*What needs to be done*
Reproduce the data in its entirety, exactly as supplied.

*Records shown*

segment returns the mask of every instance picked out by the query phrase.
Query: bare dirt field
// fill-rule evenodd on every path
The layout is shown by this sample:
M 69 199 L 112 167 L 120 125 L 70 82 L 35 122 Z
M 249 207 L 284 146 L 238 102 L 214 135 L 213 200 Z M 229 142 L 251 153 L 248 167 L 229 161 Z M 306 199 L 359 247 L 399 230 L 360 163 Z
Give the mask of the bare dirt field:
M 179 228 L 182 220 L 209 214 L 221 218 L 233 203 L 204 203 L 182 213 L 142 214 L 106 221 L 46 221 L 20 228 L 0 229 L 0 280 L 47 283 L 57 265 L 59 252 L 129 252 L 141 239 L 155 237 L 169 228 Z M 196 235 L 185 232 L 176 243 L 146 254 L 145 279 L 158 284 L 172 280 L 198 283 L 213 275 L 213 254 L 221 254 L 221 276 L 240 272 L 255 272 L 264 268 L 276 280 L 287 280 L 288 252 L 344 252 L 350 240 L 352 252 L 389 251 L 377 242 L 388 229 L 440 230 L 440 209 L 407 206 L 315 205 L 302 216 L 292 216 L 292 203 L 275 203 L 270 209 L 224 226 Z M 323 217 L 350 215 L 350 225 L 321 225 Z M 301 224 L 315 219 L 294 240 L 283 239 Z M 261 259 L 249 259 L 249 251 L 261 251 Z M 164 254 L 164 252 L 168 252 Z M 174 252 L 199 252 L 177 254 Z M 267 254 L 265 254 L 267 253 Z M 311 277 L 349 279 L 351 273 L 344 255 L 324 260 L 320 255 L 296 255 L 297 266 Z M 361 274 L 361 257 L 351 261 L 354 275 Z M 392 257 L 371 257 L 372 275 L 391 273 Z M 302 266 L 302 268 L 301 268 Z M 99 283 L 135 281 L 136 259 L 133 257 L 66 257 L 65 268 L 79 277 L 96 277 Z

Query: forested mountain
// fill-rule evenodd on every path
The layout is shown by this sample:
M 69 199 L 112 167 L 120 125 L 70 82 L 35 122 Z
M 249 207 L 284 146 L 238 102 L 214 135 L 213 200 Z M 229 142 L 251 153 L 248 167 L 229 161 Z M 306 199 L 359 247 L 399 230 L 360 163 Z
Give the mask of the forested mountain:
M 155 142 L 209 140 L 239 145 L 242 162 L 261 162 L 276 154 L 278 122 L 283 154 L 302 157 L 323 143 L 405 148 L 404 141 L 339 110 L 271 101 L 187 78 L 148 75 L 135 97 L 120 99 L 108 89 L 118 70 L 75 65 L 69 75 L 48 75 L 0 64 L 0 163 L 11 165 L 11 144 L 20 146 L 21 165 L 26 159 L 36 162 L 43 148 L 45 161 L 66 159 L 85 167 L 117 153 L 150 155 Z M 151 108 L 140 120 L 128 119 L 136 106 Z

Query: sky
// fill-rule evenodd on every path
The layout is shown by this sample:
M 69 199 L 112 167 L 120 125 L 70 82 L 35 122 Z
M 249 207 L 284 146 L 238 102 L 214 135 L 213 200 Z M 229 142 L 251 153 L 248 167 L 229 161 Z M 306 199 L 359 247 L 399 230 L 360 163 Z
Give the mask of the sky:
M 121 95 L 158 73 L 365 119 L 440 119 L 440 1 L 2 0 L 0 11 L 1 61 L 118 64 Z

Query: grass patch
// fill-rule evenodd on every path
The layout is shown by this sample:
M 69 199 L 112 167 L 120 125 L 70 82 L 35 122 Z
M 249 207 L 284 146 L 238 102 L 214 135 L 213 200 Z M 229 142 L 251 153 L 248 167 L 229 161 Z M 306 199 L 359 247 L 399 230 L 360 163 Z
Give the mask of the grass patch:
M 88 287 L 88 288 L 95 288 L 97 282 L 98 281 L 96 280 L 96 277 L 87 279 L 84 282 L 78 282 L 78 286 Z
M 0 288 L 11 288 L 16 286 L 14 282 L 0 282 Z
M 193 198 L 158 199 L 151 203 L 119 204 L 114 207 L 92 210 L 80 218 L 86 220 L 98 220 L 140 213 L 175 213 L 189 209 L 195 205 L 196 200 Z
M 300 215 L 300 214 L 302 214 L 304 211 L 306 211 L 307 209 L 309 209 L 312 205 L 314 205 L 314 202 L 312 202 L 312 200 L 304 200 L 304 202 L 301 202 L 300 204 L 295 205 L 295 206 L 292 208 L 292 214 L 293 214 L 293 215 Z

*Reply to the task*
segment returns the mask of every instance picked out by the query phrase.
Query: bare dirt field
// fill-rule evenodd on every path
The layout is shown by this sample:
M 69 199 L 112 167 L 120 125 L 70 82 L 35 122 Z
M 249 207 L 284 146 L 238 102 L 214 135 L 213 200 Z M 229 142 L 251 153 L 248 167 L 229 161 Z M 306 199 L 359 247 L 399 230 L 360 163 Z
Give the mask of the bare dirt field:
M 179 228 L 182 220 L 209 214 L 221 218 L 233 203 L 204 203 L 182 213 L 142 214 L 106 221 L 46 221 L 20 228 L 0 229 L 0 280 L 47 283 L 57 265 L 59 252 L 129 252 L 141 239 L 155 237 L 169 228 Z M 196 235 L 185 232 L 176 243 L 146 254 L 145 279 L 158 284 L 172 280 L 198 283 L 213 275 L 213 254 L 221 254 L 221 276 L 240 272 L 255 272 L 264 268 L 276 280 L 287 280 L 288 252 L 344 252 L 350 240 L 352 252 L 389 251 L 377 242 L 388 229 L 440 230 L 440 209 L 407 206 L 315 205 L 302 216 L 292 216 L 292 203 L 275 203 L 270 209 L 224 226 Z M 323 217 L 350 215 L 350 225 L 321 225 Z M 301 224 L 315 219 L 294 240 L 283 239 Z M 261 259 L 249 259 L 249 251 L 261 251 Z M 164 254 L 164 252 L 168 252 Z M 174 252 L 199 252 L 177 254 Z M 267 254 L 265 254 L 267 253 Z M 311 277 L 349 279 L 351 273 L 344 255 L 324 260 L 320 255 L 296 255 L 297 266 Z M 361 274 L 361 257 L 351 261 L 354 275 Z M 392 257 L 371 257 L 372 275 L 391 273 Z M 302 266 L 302 268 L 301 268 Z M 99 283 L 135 281 L 136 259 L 133 257 L 66 257 L 65 268 L 79 277 L 96 277 Z

Query: forested mountain
// fill-rule evenodd on every path
The layout is shown by this sample:
M 69 199 L 112 167 L 120 125 L 70 82 L 35 122 Z
M 249 207 L 284 146 L 238 102 L 214 135 L 213 200 Z M 229 142 L 251 153 L 248 167 L 229 161 Z M 306 199 L 359 247 L 399 230 L 360 163 Z
Give the mask of the forested mountain:
M 155 142 L 209 140 L 239 145 L 242 162 L 261 162 L 276 154 L 278 122 L 283 154 L 302 157 L 323 143 L 405 148 L 404 141 L 339 110 L 271 101 L 187 78 L 148 75 L 135 97 L 120 99 L 108 89 L 118 70 L 75 65 L 69 75 L 48 75 L 0 64 L 0 163 L 11 165 L 11 144 L 20 146 L 21 165 L 26 159 L 36 162 L 43 148 L 45 161 L 66 159 L 85 167 L 117 153 L 150 155 Z M 151 108 L 140 120 L 128 119 L 136 106 Z

Query: sky
// fill-rule evenodd on every path
The layout is shown by this sample:
M 69 199 L 112 167 L 120 125 L 70 82 L 35 122 Z
M 249 207 L 284 146 L 238 102 L 214 135 L 213 200 Z M 229 142 L 251 153 L 248 167 L 229 161 Z M 306 199 L 359 247 L 399 230 L 360 163 Z
Give the mask of the sky:
M 121 95 L 158 73 L 365 119 L 440 119 L 440 1 L 2 0 L 0 11 L 1 61 L 118 64 Z

Query: grass patch
// fill-rule evenodd on every path
The layout is shown by this sample:
M 69 199 L 112 167 L 120 125 L 70 82 L 35 122 Z
M 249 207 L 284 146 L 238 102 L 214 135 L 213 200 Z M 229 142 L 251 153 L 248 167 L 229 161 Z M 306 199 L 359 247 L 399 230 L 360 163 Z
Give the mask of the grass patch:
M 88 287 L 88 288 L 95 288 L 97 282 L 98 281 L 96 280 L 96 277 L 87 279 L 84 282 L 78 282 L 78 286 Z
M 0 288 L 11 288 L 16 286 L 14 282 L 0 282 Z
M 193 198 L 158 199 L 151 203 L 119 204 L 114 207 L 92 210 L 80 218 L 86 220 L 98 220 L 140 213 L 175 213 L 189 209 L 195 205 L 196 200 Z
M 300 215 L 300 214 L 302 214 L 304 211 L 306 211 L 307 209 L 309 209 L 312 205 L 314 205 L 314 202 L 312 202 L 312 200 L 304 200 L 304 202 L 301 202 L 300 204 L 295 205 L 295 206 L 292 208 L 292 214 L 293 214 L 293 215 Z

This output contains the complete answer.